EXERCISE DETAILS> Rewrite the material below as a numbered list, one line per item, and leave out any blank lines.

EXTRACTED RECORDS>
________________________________________

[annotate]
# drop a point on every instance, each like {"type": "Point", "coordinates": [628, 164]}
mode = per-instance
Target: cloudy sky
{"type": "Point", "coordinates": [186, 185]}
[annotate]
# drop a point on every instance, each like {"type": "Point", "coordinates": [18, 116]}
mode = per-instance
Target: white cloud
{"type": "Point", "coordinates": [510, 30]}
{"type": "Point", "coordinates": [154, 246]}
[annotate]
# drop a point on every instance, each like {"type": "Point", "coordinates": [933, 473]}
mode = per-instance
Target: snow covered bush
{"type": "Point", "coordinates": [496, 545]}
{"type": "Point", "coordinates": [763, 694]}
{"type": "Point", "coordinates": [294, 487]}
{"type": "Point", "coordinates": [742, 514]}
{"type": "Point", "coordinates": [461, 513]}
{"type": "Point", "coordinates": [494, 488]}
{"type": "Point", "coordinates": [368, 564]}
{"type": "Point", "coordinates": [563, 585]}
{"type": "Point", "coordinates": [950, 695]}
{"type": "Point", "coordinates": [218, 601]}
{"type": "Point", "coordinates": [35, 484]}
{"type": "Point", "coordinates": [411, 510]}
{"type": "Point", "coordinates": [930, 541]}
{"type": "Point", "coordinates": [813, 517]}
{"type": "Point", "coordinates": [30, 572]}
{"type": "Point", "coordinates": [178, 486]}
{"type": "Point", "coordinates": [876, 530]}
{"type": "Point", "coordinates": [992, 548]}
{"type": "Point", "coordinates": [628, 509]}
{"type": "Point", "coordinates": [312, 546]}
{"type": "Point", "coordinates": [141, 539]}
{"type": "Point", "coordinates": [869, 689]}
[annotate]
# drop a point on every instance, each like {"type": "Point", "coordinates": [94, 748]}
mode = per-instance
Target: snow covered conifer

________________________________________

WRITTEN SOLUTION>
1. [annotate]
2. # drop a point on every instance, each like {"type": "Point", "coordinates": [628, 164]}
3. mode = per-instance
4. Target: cloudy sky
5. {"type": "Point", "coordinates": [186, 185]}
6. [annotate]
7. # drop a point on every instance, each like {"type": "Point", "coordinates": [18, 116]}
8. mode = per-instance
9. Target: white cloud
10. {"type": "Point", "coordinates": [510, 30]}
11. {"type": "Point", "coordinates": [154, 246]}
12. [annotate]
13. # drop a point on every instance, each like {"type": "Point", "coordinates": [933, 473]}
14. mode = per-instance
15. Target: snow covered bush
16. {"type": "Point", "coordinates": [496, 545]}
17. {"type": "Point", "coordinates": [763, 694]}
18. {"type": "Point", "coordinates": [294, 487]}
19. {"type": "Point", "coordinates": [742, 514]}
20. {"type": "Point", "coordinates": [461, 513]}
21. {"type": "Point", "coordinates": [494, 488]}
22. {"type": "Point", "coordinates": [368, 564]}
23. {"type": "Point", "coordinates": [563, 585]}
24. {"type": "Point", "coordinates": [950, 695]}
25. {"type": "Point", "coordinates": [218, 601]}
26. {"type": "Point", "coordinates": [35, 484]}
27. {"type": "Point", "coordinates": [411, 510]}
28. {"type": "Point", "coordinates": [930, 541]}
29. {"type": "Point", "coordinates": [813, 517]}
30. {"type": "Point", "coordinates": [30, 572]}
31. {"type": "Point", "coordinates": [178, 486]}
32. {"type": "Point", "coordinates": [876, 530]}
33. {"type": "Point", "coordinates": [992, 548]}
34. {"type": "Point", "coordinates": [628, 509]}
35. {"type": "Point", "coordinates": [312, 546]}
36. {"type": "Point", "coordinates": [141, 539]}
37. {"type": "Point", "coordinates": [869, 689]}
38. [annotate]
39. # drop a point on every instance, each like {"type": "Point", "coordinates": [94, 748]}
40. mode = per-instance
41. Target: snow covered conifer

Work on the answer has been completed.